(WORK TASK A): In the excerpt below, what does Tevye's daughter Hodel's new husband lack, according to Golde's protests?

(TEXT SECTION):
+ + + + + + +
10/03/2023 02:13:08 PM

Oct3

Bruce Alpert

"It's a new world.  A new world: love."

Perhaps you recognize those words as the opening to the song “Do You Love Me” from Fiddler on the Roof.  For those of you who don’t, let me give you a little background.  Our beloved hero, Sholem Aleichem's Tevye the dairyman, has just told his wife Golde that he has yet again abrogated his paternal responsibility of choosing a suitable husband for one of their daughters, in this case their second daughter Hodel, and has instead consented to her marriage to Perchik, the young radical with whom she has fallen in love.  To Golde’s protests that Perchik is penniless, Tevye's only response is that Hodel loves him.  That’s when he tells her that they are living in a new world; a world in which marriage is defined by love.  In the song that follows, where Tevye repeatedly pesters Golde with that title question, “Do you love me?” we see the vestiges of their old world; a world of arranged marriages, where questions of love took a back seat to issues of survival.  

As a young boy, I probably listened to that song dozens if not hundreds of times, yet I could never get over my incomprehension when Tevye tells Golde that “the first time I met you was on our wedding day.”  Still, at some point, I began to understand that historically, the institution of marriage was built on economic and social foundations; with considerations of love as a secondary concern - if they were a concern at all.  That point was memorably driven home to me in rabbinical school by one of my wonderful teachers, Rabbi Bernard Zlotowitz, alav ha-shalom.  I cannot for the life of me remember the question I asked him.  I think it had something to do with the relationship between Jacob and one of his many wives.  But I will never forget Rabbi Zlotowitz’s response: “Mister Alpert,” he said in that rich, sonorous voice of his, “what on earth gave you the radical idea that marriage has anything to do with love?"

I suppose my generation was close enough in time to those old ways that - with a little work and imagination - you could understand how Tevye would see marriage based on love as ushering in a new world.  For my kids’ generation, however, there is nothing new here at all.  To them, the idea that marriage can be about anything but love - that it possesses, if only in vestigial forms, values that have nothing to do with love - is the relic of a dark and bigoted past.  In their world, marriages not only begin with love, they end when love ends.
+ + + + + + +
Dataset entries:
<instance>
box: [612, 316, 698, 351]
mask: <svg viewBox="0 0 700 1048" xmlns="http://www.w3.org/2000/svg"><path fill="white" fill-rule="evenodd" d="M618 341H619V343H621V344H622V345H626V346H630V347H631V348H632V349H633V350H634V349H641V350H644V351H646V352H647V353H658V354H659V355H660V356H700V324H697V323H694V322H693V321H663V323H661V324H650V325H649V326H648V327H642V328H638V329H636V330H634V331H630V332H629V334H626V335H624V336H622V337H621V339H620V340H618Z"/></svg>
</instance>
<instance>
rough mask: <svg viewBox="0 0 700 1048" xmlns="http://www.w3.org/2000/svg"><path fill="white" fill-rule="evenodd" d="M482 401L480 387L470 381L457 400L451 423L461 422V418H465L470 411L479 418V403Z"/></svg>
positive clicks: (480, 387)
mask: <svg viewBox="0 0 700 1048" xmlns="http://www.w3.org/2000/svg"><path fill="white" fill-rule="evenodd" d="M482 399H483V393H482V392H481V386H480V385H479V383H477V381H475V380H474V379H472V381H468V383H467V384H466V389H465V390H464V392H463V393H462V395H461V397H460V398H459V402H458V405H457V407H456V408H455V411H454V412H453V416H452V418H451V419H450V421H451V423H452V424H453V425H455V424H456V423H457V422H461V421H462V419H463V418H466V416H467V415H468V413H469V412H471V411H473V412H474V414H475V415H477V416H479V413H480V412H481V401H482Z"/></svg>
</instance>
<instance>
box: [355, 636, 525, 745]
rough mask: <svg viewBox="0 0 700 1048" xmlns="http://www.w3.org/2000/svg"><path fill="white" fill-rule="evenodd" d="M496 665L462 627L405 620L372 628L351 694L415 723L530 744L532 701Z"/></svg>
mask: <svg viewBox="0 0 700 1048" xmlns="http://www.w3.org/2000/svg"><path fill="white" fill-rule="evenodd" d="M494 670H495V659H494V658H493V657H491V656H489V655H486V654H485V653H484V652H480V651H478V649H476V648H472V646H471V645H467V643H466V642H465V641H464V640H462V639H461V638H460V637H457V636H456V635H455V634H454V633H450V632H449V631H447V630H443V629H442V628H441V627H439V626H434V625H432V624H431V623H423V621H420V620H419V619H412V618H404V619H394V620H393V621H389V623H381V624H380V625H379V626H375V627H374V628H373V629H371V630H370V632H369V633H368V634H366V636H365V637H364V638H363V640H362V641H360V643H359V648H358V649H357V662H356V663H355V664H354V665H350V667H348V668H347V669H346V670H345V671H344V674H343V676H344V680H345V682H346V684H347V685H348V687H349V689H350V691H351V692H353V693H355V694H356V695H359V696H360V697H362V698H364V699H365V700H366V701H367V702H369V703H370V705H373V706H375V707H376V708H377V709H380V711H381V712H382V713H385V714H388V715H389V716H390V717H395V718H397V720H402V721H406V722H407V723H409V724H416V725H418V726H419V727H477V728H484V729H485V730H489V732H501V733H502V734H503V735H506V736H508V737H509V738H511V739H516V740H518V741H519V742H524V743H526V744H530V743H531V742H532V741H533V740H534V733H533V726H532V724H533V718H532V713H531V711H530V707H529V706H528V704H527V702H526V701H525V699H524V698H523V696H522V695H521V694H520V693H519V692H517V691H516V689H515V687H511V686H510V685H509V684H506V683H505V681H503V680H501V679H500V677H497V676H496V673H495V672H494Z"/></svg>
+ + + + + + +
(WORK TASK B): Filter the records above, keeping only the lines that contain the string "rough". Matching is case-sensitive.

(EXERCISE OUTPUT A): Money. Golde protests that Perchik is penniless.

(EXERCISE OUTPUT B):
rough mask: <svg viewBox="0 0 700 1048" xmlns="http://www.w3.org/2000/svg"><path fill="white" fill-rule="evenodd" d="M482 401L480 387L470 381L457 400L451 423L461 422V418H465L470 411L479 418V403Z"/></svg>
rough mask: <svg viewBox="0 0 700 1048" xmlns="http://www.w3.org/2000/svg"><path fill="white" fill-rule="evenodd" d="M496 665L462 627L405 620L372 628L351 694L415 723L530 744L532 701Z"/></svg>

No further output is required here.